* **Text**:
Congress set up individual retirement accounts to encourage you to save for your later years. This encouragement takes the form of tax-deferred or tax-free earnings, deductions for contributions to a traditional IRA and penalties for distributions before age 59 1/2. If you want to reverse an IRA distribution, you normally have 60 days to act, but reservists may qualify for more time.
The IRS taxes all distributions from a traditional IRA as ordinary income at your marginal tax rate. If you withdraw money before age 59 1/2, the IRS will charge you a 10 percent additional tax unless you qualify for an exception, such as disability or substantial medical costs. You don’t pay taxes on withdrawals from a Roth IRA, but you do face the 10 percent additional tax for premature withdrawals of earnings. The IRS considers any distribution of earnings before the fifth anniversary of your Roth account or age 59 1/2 to be premature.
If you take an IRA distribution and subsequently decide to refund it, you must complete a rollover of the money to the same or another IRA within 60 days to avoid possible taxes and penalties. The IRS is strict about the deadline but will grant you an extension if the money was frozen in an account at an insolvent bank. You may also appeal the 60-day deadline if you missed it through no fault of your own. You’ll have to prove it was all the bank’s fault and that it would have been a legal rollover had it not been for the bank’s mistake.
Qualified Reservist Repayments
Reservists called to duty after September 11, 2001 qualify for penalty-free IRA distributions if they were on active duty for more than 179 days. You must have made the withdrawal during the period of active duty. The IRS allows you to repay these distributions during the two years following the end date of your active duty. You can make this repayment even if it causes you to exceed the IRA annual contribution limit, which in 2013 is $5,500, or $6,500 if you’re age 50 or older.
The IRS also gave a repayment exception for IRA distributions due to natural disasters, but this exception has expired. If you refund a distribution, and in the process convert the money from a traditional IRA to a Roth IRA, you will owe taxes on all but the nondeductible amount of the conversion. Nondeductible contributions arise when you or your spouse are enrolled in a workplace retirement plan and your income exceeds certain limits. You don’t have to pay the 10 percent additional tax on early withdrawals if you make a Roth conversion within the 60-day deadline.

* **Data supplied**:
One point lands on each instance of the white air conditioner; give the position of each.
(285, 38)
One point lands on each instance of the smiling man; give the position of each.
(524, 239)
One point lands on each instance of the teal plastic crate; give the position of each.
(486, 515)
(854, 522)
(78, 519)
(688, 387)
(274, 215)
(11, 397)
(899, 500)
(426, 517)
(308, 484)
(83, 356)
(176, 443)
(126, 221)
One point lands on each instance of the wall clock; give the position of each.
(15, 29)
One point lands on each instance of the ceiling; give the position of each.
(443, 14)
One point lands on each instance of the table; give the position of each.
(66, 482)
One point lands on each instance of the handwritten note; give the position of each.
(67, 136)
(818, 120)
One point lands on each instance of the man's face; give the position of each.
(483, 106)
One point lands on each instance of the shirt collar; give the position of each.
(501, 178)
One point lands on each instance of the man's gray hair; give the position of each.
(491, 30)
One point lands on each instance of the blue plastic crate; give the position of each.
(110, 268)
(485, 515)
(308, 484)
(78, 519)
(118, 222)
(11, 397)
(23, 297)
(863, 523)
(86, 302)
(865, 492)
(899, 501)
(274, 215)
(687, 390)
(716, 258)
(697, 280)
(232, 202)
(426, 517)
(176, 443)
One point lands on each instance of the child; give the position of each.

* **Work order A**:
Say whether each statement below agrees with the IRA text, answering yes or no and quoting the exact words of the text that decide it. (i) Withdrawals from a traditional IRA are taxed as ordinary income at your marginal tax rate. (ii) Reservists qualify for penalty-free IRA distributions only if they served more than 179 days of active duty. (iii) The repayment exception for IRA distributions due to natural disasters is still available.
* **Work order B**:
Rewrite the paragraph of the IRA text that begins "Reservists called to duty after September 11, 2001" as a bulleted list, keeping its main facts.

* **Result A**:
(i) Yes: "The IRS taxes all distributions from a traditional IRA as ordinary income at your marginal tax rate."
(ii) Yes: "Reservists called to duty after September 11, 2001 qualify for penalty-free IRA distributions if they were on active duty for more than 179 days."
(iii) No: "The IRS also gave a repayment exception for IRA distributions due to natural disasters, but this exception has expired."

* **Result B**:
- Reservists called to duty after September 11, 2001 qualify for penalty-free IRA distributions if they served more than 179 days of active duty.
- The withdrawal must have been made during the period of active duty.
- These distributions may be repaid during the two years after active duty ends.
- Repayment is allowed even if it exceeds the IRA annual contribution limit ($5,500 in 2013, or $6,500 for those age 50 or older).